_WRITTEN INSTRUCTION 1_. In the chicken cordon bleu recipe, why does it say the onions must be cooked all the way through?
_WRITTEN INSTRUCTION 2_. Copy out everything in the chicken cordon bleu recipe from "How to make" down to "provolone per breast.".

_PROVIDED PASSAGE_.
□ □ □ □ □ □ □
But a recipe from the polish side of my heritage has invaded French territory in the kitchen.
This recipe is a family secret. Read in a magazine (correct me if I'm wrong padre) by my father, and passed down one whole generation to little ol' me. This might actually be the oldest recipe in the family (which is to say that I remember eating it when I was a kid). Prodigious indeed.
It is a take on Chicken Cordon Bleu. Most preparations of this dish involve breading and either baking or frying, and this is where our recipe differs. No breading. No baking or frying. Instead we boil it.... in wine!!!
Caution to those with heart problems: Don't make this dish, as it will almost definitely clog your arteries beyond repair. You might want to skip even reading the post.
Chicken Cordon Bleu w/ Mashed Potatoes:
What you will need to make the dish:
- 3 or 4 chicken breasts
- Sliced cheese, lots of it. I used provolone and monty jack, but swiss would also go really well
- Ham (black forest, or honey) 9-12 slices
- 1 bottle of cheap white wine (yeah I accidentally bought red, but you should buy white zinfandel.)
- 1 small onion (or 3-4 shallots preferably, but I didn't have any on hand)
- 5-10 white mushrooms
- Fresh garlic (I used about 10 cloves, but I am a garlic-whore)
- Salt, pepper, some basil
- 6-7 small potatoes
- bread of some sort (yes it's required)
How to make it:
- Mince your garlic and set aside
- Slice your onions and mushrooms really thin
- Get a (big-ass) pan pre-heating for the onions on medium, and get some water boiling for the potatoes.
- Trim the fat from your chicken breasts (or pay more for already-trimmed breasts), and pound it out to between 1/4 and 1/2 inch thickness. Have some fun with it, pretend it is the face of your boss, or ex-wife!
- Apply a coating of minced garlic on top of the chicken. If you aren't a big garlic fan, don't use much as it still has a lot of flavor at the end of cooking:
- Now stack some slices of cheese on top. I used 2 slices of monty-jack and one (big slice) of provolone per breast.
- Throw 3-4 slices of ham on top of the cheese
- Get some toothpicks ready, and meditate. Pray for positive rolling goodness, because it invariably turns into a fuster-cluck.
- Attempt to roll chicken into one huge mound of debauchery. Once the chicken is overlapping, shove your toothpicks in to keep it in place:
- Now throw your onions into the pre-heated pan with a little bit of oil. Cook on medium until translucent. It is pretty important that you cook these all the way, otherwise the texture will be too crisp at the end.
- Once they are done, put a whole bottle of wine (minus a glass for the chef or course!) in the pan. Place your chicken in the pan, and toss your mushrooms in.
- Place a quarter piece of cheese on top of each chicken, and spoon a little sauce over the breasts. Turn heat to medium-high and cover.
- Cut up your potatoes and drop them in the now-boiling water with some fresh garlic.
□ □ □ □ □ □ □
_RECORDED DATA_.

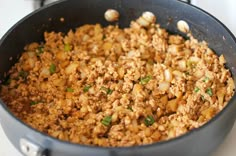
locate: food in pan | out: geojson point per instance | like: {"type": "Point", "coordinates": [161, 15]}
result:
{"type": "Point", "coordinates": [107, 86]}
□ □ □ □ □ □ □
_OUTPUT 1_. If the onions aren't cooked until translucent, their texture will be too crisp at the end.

_OUTPUT 2_.
How to make it:
- Mince your garlic and set aside
- Slice your onions and mushrooms really thin
- Get a (big-ass) pan pre-heating for the onions on medium, and get some water boiling for the potatoes.
- Trim the fat from your chicken breasts (or pay more for already-trimmed breasts), and pound it out to between 1/4 and 1/2 inch thickness. Have some fun with it, pretend it is the face of your boss, or ex-wife!
- Apply a coating of minced garlic on top of the chicken. If you aren't a big garlic fan, don't use much as it still has a lot of flavor at the end of cooking:
- Now stack some slices of cheese on top. I used 2 slices of monty-jack and one (big slice) of provolone per breast.